**Stored data**.

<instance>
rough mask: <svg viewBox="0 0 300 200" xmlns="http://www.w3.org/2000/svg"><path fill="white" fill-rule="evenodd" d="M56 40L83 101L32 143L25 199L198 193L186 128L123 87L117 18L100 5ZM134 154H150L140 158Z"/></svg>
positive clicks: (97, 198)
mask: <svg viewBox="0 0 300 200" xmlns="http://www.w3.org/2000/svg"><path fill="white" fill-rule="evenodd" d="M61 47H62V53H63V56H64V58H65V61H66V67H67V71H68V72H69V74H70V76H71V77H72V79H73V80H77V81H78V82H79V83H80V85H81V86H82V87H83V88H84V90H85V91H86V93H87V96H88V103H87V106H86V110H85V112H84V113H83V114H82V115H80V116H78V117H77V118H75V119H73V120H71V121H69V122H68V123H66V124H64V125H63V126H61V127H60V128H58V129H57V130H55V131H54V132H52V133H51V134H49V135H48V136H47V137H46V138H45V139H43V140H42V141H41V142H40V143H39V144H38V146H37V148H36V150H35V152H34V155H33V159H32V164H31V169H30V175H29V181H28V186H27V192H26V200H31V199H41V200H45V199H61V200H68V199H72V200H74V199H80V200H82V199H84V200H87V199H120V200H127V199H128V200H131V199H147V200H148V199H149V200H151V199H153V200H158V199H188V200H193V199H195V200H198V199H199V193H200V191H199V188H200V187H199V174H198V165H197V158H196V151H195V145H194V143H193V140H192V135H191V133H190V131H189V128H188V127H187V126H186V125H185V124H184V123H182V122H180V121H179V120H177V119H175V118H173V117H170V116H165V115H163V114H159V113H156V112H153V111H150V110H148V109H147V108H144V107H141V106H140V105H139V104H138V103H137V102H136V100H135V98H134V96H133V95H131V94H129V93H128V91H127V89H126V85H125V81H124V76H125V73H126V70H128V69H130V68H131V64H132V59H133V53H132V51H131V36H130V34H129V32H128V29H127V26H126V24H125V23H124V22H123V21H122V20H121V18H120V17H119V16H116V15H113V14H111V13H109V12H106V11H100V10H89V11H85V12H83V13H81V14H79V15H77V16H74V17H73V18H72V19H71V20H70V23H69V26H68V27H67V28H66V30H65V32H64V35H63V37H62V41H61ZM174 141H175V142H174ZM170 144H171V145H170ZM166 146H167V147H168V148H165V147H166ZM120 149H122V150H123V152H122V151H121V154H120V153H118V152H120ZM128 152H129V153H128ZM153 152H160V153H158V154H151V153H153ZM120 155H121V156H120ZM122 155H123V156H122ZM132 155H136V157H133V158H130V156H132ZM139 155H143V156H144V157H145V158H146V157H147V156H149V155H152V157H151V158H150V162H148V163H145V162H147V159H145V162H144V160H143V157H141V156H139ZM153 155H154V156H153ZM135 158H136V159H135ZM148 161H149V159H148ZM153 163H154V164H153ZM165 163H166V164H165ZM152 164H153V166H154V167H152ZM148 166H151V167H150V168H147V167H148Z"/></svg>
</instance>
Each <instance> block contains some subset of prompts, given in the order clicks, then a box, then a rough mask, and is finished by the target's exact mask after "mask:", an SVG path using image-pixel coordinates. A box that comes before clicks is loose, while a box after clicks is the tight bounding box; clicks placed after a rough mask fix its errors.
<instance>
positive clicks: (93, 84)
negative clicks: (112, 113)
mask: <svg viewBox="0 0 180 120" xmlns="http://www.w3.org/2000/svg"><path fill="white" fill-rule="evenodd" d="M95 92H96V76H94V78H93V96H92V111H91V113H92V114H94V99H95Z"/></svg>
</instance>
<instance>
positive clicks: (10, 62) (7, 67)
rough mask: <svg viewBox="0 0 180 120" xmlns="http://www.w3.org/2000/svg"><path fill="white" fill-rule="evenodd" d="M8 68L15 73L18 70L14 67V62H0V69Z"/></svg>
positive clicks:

**WHAT IS EXPECTED**.
Show the lines above that have the word "rough".

**ANSWER SECTION**.
rough mask: <svg viewBox="0 0 300 200" xmlns="http://www.w3.org/2000/svg"><path fill="white" fill-rule="evenodd" d="M56 40L83 101L32 143L25 199L198 193L186 128L123 87L117 18L100 5ZM134 154H150L140 158Z"/></svg>
Each <instance> block contains some subset of prompts, given in the order clicks, then a box, then a rough mask, and is finished by the target's exact mask after "mask:", an SVG path using image-pixel coordinates. A box that comes before clicks is loose, while a box after clicks is the tight bounding box; clicks placed after a rough mask fix its errors.
rough mask: <svg viewBox="0 0 180 120" xmlns="http://www.w3.org/2000/svg"><path fill="white" fill-rule="evenodd" d="M8 68L15 73L18 70L14 67V62H0V69Z"/></svg>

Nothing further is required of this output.